» Your task
Duplicate the lines of the data below verbatim, from the line containing "outline **green grass**" through the line containing "M 30 124 L 0", both included.

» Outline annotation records
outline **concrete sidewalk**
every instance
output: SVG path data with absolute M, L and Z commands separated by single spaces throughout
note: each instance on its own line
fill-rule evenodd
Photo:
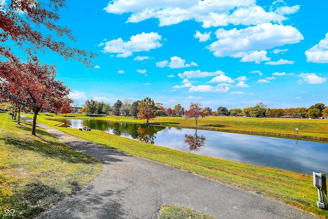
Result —
M 165 203 L 217 218 L 318 218 L 259 195 L 37 126 L 105 165 L 101 175 L 89 186 L 37 218 L 155 219 Z

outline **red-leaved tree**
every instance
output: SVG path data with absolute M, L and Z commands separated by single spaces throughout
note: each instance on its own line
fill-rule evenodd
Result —
M 65 59 L 72 58 L 88 66 L 94 54 L 72 48 L 64 42 L 56 40 L 53 36 L 66 36 L 70 40 L 76 41 L 72 30 L 66 26 L 56 24 L 60 18 L 60 9 L 66 7 L 65 2 L 0 1 L 0 62 L 5 61 L 4 57 L 11 61 L 17 58 L 11 50 L 11 47 L 14 46 L 23 50 L 31 58 L 37 51 L 44 52 L 44 49 L 48 48 L 64 56 Z M 50 33 L 43 33 L 40 30 L 44 28 L 49 30 Z
M 195 118 L 196 125 L 197 125 L 197 121 L 199 117 L 202 118 L 205 117 L 204 109 L 201 107 L 201 104 L 197 102 L 191 103 L 189 109 L 186 111 L 185 114 L 186 118 Z
M 57 112 L 70 90 L 55 80 L 54 66 L 42 65 L 37 60 L 0 63 L 0 97 L 15 105 L 29 107 L 34 113 L 32 134 L 35 135 L 36 116 L 42 110 Z

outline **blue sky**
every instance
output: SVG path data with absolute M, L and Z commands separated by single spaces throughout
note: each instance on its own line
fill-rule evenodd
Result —
M 71 46 L 98 54 L 95 68 L 42 58 L 80 105 L 147 96 L 214 111 L 328 105 L 325 0 L 84 2 L 68 1 L 59 24 L 73 30 Z

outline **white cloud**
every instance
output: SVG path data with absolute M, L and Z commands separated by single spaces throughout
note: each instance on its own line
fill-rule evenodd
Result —
M 216 71 L 214 72 L 208 72 L 207 71 L 201 72 L 200 70 L 197 71 L 186 71 L 182 74 L 179 73 L 178 76 L 180 78 L 194 78 L 196 77 L 206 77 L 211 76 L 224 74 L 224 72 L 221 70 Z
M 249 53 L 238 53 L 232 56 L 234 57 L 240 57 L 241 62 L 252 62 L 258 64 L 261 62 L 270 61 L 271 58 L 266 57 L 266 51 L 265 50 L 255 51 Z
M 74 90 L 74 92 L 70 92 L 68 95 L 69 97 L 74 99 L 83 99 L 86 100 L 87 99 L 86 96 L 86 93 L 84 92 L 79 92 L 77 90 Z
M 328 63 L 328 33 L 324 39 L 311 49 L 305 51 L 306 62 L 315 63 Z
M 268 62 L 267 63 L 264 63 L 264 64 L 265 65 L 284 65 L 284 64 L 293 65 L 295 62 L 295 61 L 290 61 L 289 60 L 284 60 L 282 58 L 280 58 L 278 61 Z
M 188 97 L 187 97 L 187 99 L 201 99 L 201 96 L 189 96 Z
M 239 82 L 236 84 L 237 87 L 248 88 L 250 86 L 245 84 L 244 82 Z
M 232 91 L 230 92 L 230 94 L 243 94 L 244 93 L 245 93 L 241 91 Z
M 216 57 L 243 57 L 254 51 L 299 43 L 300 32 L 291 26 L 265 23 L 237 30 L 223 28 L 216 32 L 219 39 L 207 48 Z
M 196 33 L 194 35 L 195 38 L 199 39 L 200 42 L 204 42 L 211 39 L 211 34 L 212 31 L 206 32 L 204 33 L 200 33 L 198 30 L 196 31 Z
M 265 79 L 260 79 L 257 81 L 258 83 L 270 83 L 270 81 L 265 80 Z
M 105 96 L 94 96 L 92 98 L 92 99 L 93 99 L 94 101 L 98 101 L 99 102 L 104 101 L 105 103 L 109 103 L 112 100 L 111 99 Z
M 272 52 L 275 54 L 278 54 L 278 53 L 280 53 L 280 52 L 281 53 L 281 54 L 283 54 L 285 52 L 287 52 L 288 51 L 288 49 L 274 49 L 272 51 Z
M 133 35 L 130 41 L 124 42 L 121 38 L 113 39 L 105 43 L 104 53 L 117 53 L 116 57 L 126 57 L 132 55 L 133 52 L 149 51 L 162 46 L 159 43 L 162 36 L 153 32 Z
M 247 81 L 248 80 L 248 78 L 246 77 L 245 76 L 240 76 L 240 77 L 238 77 L 237 78 L 235 78 L 235 80 L 238 82 L 241 82 L 243 81 Z
M 265 80 L 275 80 L 277 79 L 275 77 L 265 77 Z
M 314 73 L 301 73 L 297 75 L 298 77 L 302 77 L 302 79 L 299 80 L 297 83 L 299 85 L 306 83 L 312 85 L 318 84 L 323 84 L 326 82 L 325 77 L 322 77 L 317 76 Z
M 263 73 L 261 72 L 260 71 L 257 70 L 256 71 L 250 71 L 249 73 L 255 73 L 255 74 L 258 74 L 258 75 L 260 76 L 262 76 L 263 75 Z
M 220 83 L 222 82 L 226 83 L 235 83 L 235 81 L 227 75 L 220 74 L 219 75 L 213 77 L 209 82 L 210 83 Z
M 286 75 L 295 75 L 294 73 L 290 73 L 289 74 L 286 74 L 285 72 L 275 72 L 272 74 L 273 75 L 275 76 L 286 76 Z
M 168 66 L 170 68 L 187 68 L 191 66 L 198 66 L 197 63 L 192 62 L 190 64 L 185 64 L 186 60 L 182 59 L 180 57 L 172 56 L 171 57 L 171 62 L 167 60 L 156 63 L 156 67 L 159 68 L 164 68 Z
M 165 68 L 169 64 L 169 61 L 165 60 L 165 61 L 158 62 L 156 63 L 156 67 L 158 68 Z
M 223 28 L 216 32 L 219 39 L 207 48 L 216 57 L 242 57 L 256 51 L 299 43 L 303 39 L 300 32 L 291 26 L 265 23 L 237 30 Z M 254 54 L 255 56 L 255 54 Z M 263 54 L 262 58 L 265 58 Z
M 299 6 L 284 6 L 266 11 L 254 0 L 179 0 L 110 1 L 104 8 L 107 12 L 118 14 L 131 13 L 127 23 L 137 23 L 155 18 L 159 26 L 193 19 L 204 28 L 235 25 L 255 25 L 272 22 L 281 23 L 288 19 L 284 15 L 296 12 Z
M 212 87 L 210 85 L 198 85 L 189 88 L 190 92 L 213 92 L 227 93 L 230 88 L 229 87 Z
M 151 58 L 154 58 L 154 57 L 149 57 L 149 56 L 140 56 L 140 55 L 138 55 L 135 58 L 133 58 L 134 61 L 143 61 L 145 59 L 149 59 Z
M 180 89 L 183 88 L 189 88 L 191 87 L 192 85 L 191 83 L 184 83 L 182 85 L 176 85 L 175 86 L 172 87 L 173 89 Z
M 147 72 L 147 70 L 146 69 L 138 69 L 136 71 L 140 73 L 140 74 L 145 74 Z

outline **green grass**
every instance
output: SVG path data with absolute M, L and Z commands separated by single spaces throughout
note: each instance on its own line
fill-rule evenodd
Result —
M 215 219 L 212 216 L 189 208 L 165 204 L 161 206 L 158 219 Z
M 30 124 L 0 113 L 0 217 L 32 218 L 99 175 L 95 158 L 60 143 Z
M 90 118 L 81 114 L 68 114 L 67 115 L 69 116 L 68 118 Z M 40 116 L 51 119 L 65 118 L 59 115 L 46 116 L 40 114 Z M 121 116 L 104 116 L 95 119 L 134 123 L 146 122 L 146 120 Z M 181 128 L 328 141 L 328 120 L 207 116 L 199 118 L 198 125 L 196 126 L 193 118 L 186 120 L 182 117 L 167 116 L 157 117 L 150 122 L 154 125 Z M 299 129 L 298 134 L 295 130 L 296 128 Z
M 45 120 L 46 116 L 43 114 L 40 115 L 39 122 L 52 126 L 59 123 Z M 174 118 L 176 120 L 176 117 Z M 157 119 L 167 120 L 166 117 Z M 220 118 L 213 120 L 217 120 L 217 122 L 223 121 Z M 132 120 L 128 118 L 127 120 L 130 121 Z M 169 122 L 174 121 L 167 120 Z M 251 124 L 252 123 L 250 122 Z M 318 122 L 317 124 L 320 123 Z M 317 189 L 312 184 L 312 175 L 190 154 L 110 135 L 98 130 L 82 132 L 77 129 L 57 128 L 104 147 L 190 171 L 219 183 L 260 194 L 322 217 L 328 218 L 328 211 L 317 207 Z

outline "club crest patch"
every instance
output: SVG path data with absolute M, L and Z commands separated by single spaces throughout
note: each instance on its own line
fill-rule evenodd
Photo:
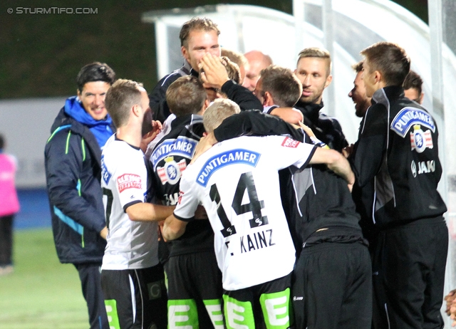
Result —
M 435 132 L 434 119 L 428 112 L 417 108 L 404 108 L 391 122 L 390 129 L 404 138 L 414 125 L 420 125 Z
M 430 130 L 423 132 L 420 125 L 415 125 L 413 131 L 410 132 L 410 146 L 412 150 L 415 150 L 418 153 L 422 153 L 426 148 L 433 148 Z
M 187 168 L 187 162 L 182 159 L 176 162 L 174 157 L 168 157 L 165 159 L 165 166 L 157 167 L 157 174 L 160 177 L 162 184 L 168 183 L 175 185 L 179 182 L 182 172 Z

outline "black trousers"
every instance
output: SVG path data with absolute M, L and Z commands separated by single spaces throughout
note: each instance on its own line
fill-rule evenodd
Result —
M 111 328 L 166 329 L 167 296 L 163 266 L 103 270 L 101 284 Z
M 0 217 L 0 266 L 12 265 L 13 219 L 14 215 Z
M 168 279 L 168 314 L 170 327 L 174 321 L 174 313 L 170 308 L 176 305 L 195 305 L 196 312 L 188 313 L 189 324 L 200 328 L 214 328 L 211 315 L 204 303 L 219 300 L 222 302 L 222 272 L 217 264 L 213 251 L 172 256 L 165 264 Z M 220 306 L 221 307 L 221 306 Z M 191 323 L 191 325 L 190 325 Z
M 101 263 L 74 264 L 79 273 L 83 295 L 87 303 L 90 329 L 109 329 L 105 298 L 101 290 Z
M 294 271 L 296 328 L 370 329 L 372 274 L 360 242 L 306 246 Z
M 443 328 L 447 250 L 442 217 L 380 232 L 373 265 L 375 329 Z

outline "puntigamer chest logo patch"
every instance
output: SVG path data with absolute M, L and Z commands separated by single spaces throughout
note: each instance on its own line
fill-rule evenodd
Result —
M 404 108 L 399 111 L 391 122 L 390 129 L 403 138 L 414 125 L 420 125 L 435 132 L 432 117 L 424 110 L 416 108 Z
M 165 165 L 163 167 L 157 166 L 157 174 L 158 174 L 158 177 L 163 185 L 166 183 L 174 185 L 179 182 L 182 172 L 185 170 L 186 167 L 187 162 L 185 159 L 176 162 L 174 157 L 168 157 L 165 158 Z
M 433 148 L 434 144 L 430 130 L 423 132 L 420 125 L 415 125 L 413 131 L 410 132 L 410 145 L 412 150 L 415 150 L 418 153 L 422 153 L 426 148 Z

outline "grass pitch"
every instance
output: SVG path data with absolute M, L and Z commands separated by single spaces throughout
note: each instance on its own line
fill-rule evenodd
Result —
M 14 273 L 0 276 L 0 328 L 89 328 L 78 271 L 59 263 L 51 229 L 16 230 L 14 239 Z

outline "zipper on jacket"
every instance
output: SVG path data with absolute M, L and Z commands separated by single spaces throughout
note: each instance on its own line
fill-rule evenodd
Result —
M 71 136 L 71 130 L 68 132 L 68 135 L 66 137 L 66 147 L 65 147 L 65 154 L 68 154 L 68 146 L 70 145 L 70 136 Z
M 83 149 L 83 161 L 86 161 L 86 143 L 83 138 L 81 140 L 81 147 Z

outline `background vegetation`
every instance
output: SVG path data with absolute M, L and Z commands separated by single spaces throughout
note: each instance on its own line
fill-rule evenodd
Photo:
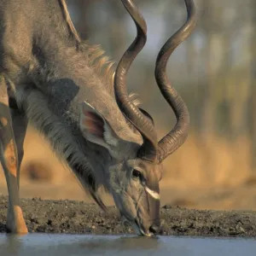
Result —
M 186 9 L 182 0 L 135 3 L 147 20 L 148 37 L 129 73 L 129 90 L 139 94 L 143 107 L 155 119 L 160 137 L 173 127 L 175 118 L 155 84 L 154 62 L 160 48 L 184 22 Z M 256 1 L 195 3 L 196 29 L 168 63 L 170 80 L 188 104 L 191 128 L 185 144 L 166 160 L 161 186 L 166 195 L 177 195 L 177 191 L 179 195 L 189 195 L 187 202 L 195 198 L 199 201 L 199 194 L 217 193 L 219 189 L 224 193 L 227 188 L 235 193 L 241 186 L 251 188 L 247 193 L 253 195 L 256 183 Z M 121 1 L 67 0 L 67 4 L 81 37 L 91 44 L 102 44 L 107 54 L 118 61 L 136 33 Z M 27 186 L 32 179 L 33 183 L 35 179 L 44 179 L 59 184 L 59 188 L 65 183 L 66 189 L 76 186 L 71 186 L 71 182 L 67 185 L 70 173 L 32 129 L 27 134 L 25 150 L 22 172 L 24 178 L 28 177 L 26 183 L 24 181 Z M 44 197 L 44 189 L 40 190 L 42 195 L 35 192 L 38 186 L 28 195 Z M 191 191 L 195 189 L 200 192 L 195 192 L 194 196 Z M 60 198 L 70 195 L 61 193 L 58 194 Z M 219 195 L 218 208 L 238 207 L 238 201 L 244 200 L 238 200 L 236 195 L 232 203 L 224 204 L 227 195 Z M 73 197 L 80 198 L 74 194 Z M 254 207 L 255 198 L 246 207 Z M 202 207 L 215 207 L 216 201 L 212 199 L 210 205 L 206 201 Z

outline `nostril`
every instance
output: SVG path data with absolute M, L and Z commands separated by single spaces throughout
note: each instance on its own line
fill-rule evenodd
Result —
M 161 230 L 161 227 L 160 225 L 157 225 L 154 224 L 150 228 L 149 231 L 153 233 L 154 235 L 160 233 Z

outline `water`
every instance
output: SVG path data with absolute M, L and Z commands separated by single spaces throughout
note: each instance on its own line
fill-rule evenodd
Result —
M 253 256 L 255 252 L 255 239 L 0 234 L 1 256 Z

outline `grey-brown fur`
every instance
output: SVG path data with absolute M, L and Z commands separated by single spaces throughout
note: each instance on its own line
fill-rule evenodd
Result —
M 68 159 L 71 166 L 82 166 L 84 177 L 87 172 L 102 177 L 99 171 L 106 165 L 104 160 L 108 160 L 108 152 L 85 143 L 78 126 L 79 103 L 86 100 L 96 108 L 120 138 L 140 143 L 142 139 L 127 125 L 114 101 L 113 63 L 102 56 L 100 47 L 78 42 L 77 34 L 70 30 L 71 20 L 62 15 L 63 3 L 0 2 L 0 10 L 11 14 L 0 18 L 1 72 L 8 74 L 15 86 L 19 109 L 45 135 L 59 156 Z M 15 36 L 9 26 L 16 29 Z M 13 37 L 16 40 L 10 44 Z M 97 148 L 96 155 L 93 148 Z M 96 183 L 104 185 L 99 177 Z
M 184 1 L 189 19 L 156 61 L 157 84 L 177 117 L 158 143 L 152 118 L 125 92 L 129 63 L 147 31 L 131 0 L 122 3 L 140 27 L 138 40 L 115 70 L 99 47 L 81 41 L 64 0 L 0 0 L 0 160 L 9 189 L 9 230 L 27 232 L 19 175 L 28 122 L 102 208 L 100 186 L 138 234 L 160 230 L 161 161 L 183 143 L 189 122 L 185 103 L 165 79 L 168 57 L 162 58 L 195 26 L 193 0 Z

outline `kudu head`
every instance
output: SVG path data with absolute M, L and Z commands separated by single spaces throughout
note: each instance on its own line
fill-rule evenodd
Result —
M 174 128 L 158 141 L 152 117 L 145 110 L 136 106 L 127 94 L 126 74 L 131 62 L 145 45 L 147 25 L 133 2 L 122 0 L 136 24 L 137 34 L 116 69 L 114 93 L 119 109 L 130 124 L 140 132 L 143 140 L 139 147 L 133 148 L 132 153 L 127 149 L 127 155 L 118 160 L 113 158 L 112 164 L 108 166 L 110 176 L 113 177 L 111 178 L 109 191 L 123 218 L 138 234 L 148 236 L 158 233 L 160 229 L 159 182 L 162 176 L 161 162 L 185 142 L 189 125 L 187 107 L 169 83 L 166 71 L 171 54 L 195 28 L 195 9 L 193 0 L 184 2 L 187 7 L 187 20 L 166 41 L 156 60 L 157 84 L 177 118 Z M 84 110 L 86 109 L 88 110 L 88 104 Z M 90 109 L 88 116 L 90 119 Z M 96 118 L 91 117 L 91 119 L 93 119 L 94 125 L 98 128 L 92 129 L 94 138 L 91 140 L 94 142 L 97 140 L 98 144 L 111 150 L 116 142 L 114 136 L 111 136 L 113 131 L 110 125 L 100 114 Z

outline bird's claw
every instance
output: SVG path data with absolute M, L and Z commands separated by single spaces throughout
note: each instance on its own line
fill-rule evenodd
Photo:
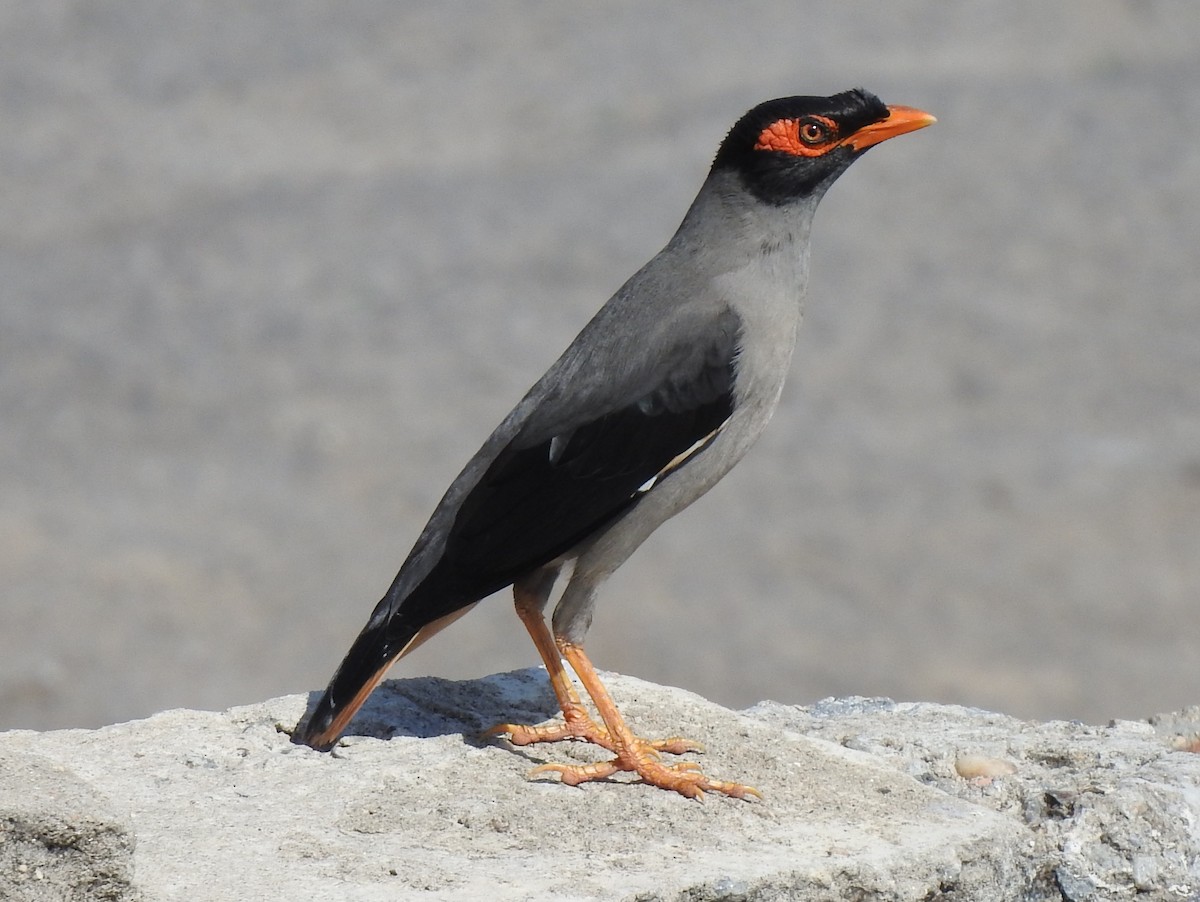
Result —
M 558 774 L 560 782 L 568 786 L 580 786 L 596 780 L 607 780 L 623 770 L 637 774 L 643 783 L 659 789 L 671 789 L 696 801 L 703 801 L 706 792 L 721 793 L 733 799 L 762 799 L 762 793 L 751 786 L 709 780 L 695 762 L 667 765 L 658 760 L 658 756 L 636 754 L 632 758 L 618 756 L 612 760 L 598 764 L 542 764 L 530 770 L 528 777 Z

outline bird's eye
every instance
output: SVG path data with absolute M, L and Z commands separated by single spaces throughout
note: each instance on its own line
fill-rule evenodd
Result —
M 829 140 L 829 126 L 816 119 L 805 119 L 800 122 L 799 134 L 800 140 L 812 148 Z

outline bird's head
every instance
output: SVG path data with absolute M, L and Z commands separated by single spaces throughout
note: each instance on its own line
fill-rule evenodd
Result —
M 820 197 L 869 148 L 935 121 L 912 107 L 884 106 L 860 88 L 832 97 L 780 97 L 738 120 L 713 173 L 734 173 L 769 204 Z

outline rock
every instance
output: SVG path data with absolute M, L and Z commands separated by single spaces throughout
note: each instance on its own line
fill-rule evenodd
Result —
M 481 742 L 554 714 L 540 669 L 396 680 L 331 754 L 302 696 L 0 734 L 8 900 L 1189 898 L 1200 756 L 1144 723 L 887 699 L 736 712 L 607 676 L 648 735 L 702 739 L 762 802 L 527 781 L 583 744 Z M 1194 729 L 1194 722 L 1192 723 Z M 996 759 L 1006 768 L 956 762 Z

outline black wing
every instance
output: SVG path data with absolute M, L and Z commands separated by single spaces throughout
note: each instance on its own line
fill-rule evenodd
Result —
M 463 500 L 440 565 L 494 591 L 637 504 L 730 417 L 736 325 L 728 314 L 703 345 L 670 349 L 664 360 L 679 362 L 610 409 L 554 434 L 518 433 Z

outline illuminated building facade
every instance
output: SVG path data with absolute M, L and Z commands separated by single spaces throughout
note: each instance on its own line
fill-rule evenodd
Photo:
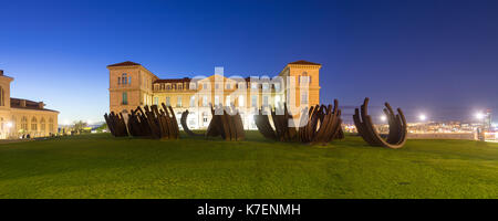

» Task solution
outline **green grass**
every instance
output: SVG path data with absolute M, L and Z commands separated by single spaces throughout
note: each instance on its own line
fill-rule evenodd
Result —
M 215 219 L 212 216 L 189 208 L 165 204 L 161 206 L 158 219 Z
M 30 124 L 0 113 L 0 217 L 32 218 L 99 175 L 95 158 L 60 143 Z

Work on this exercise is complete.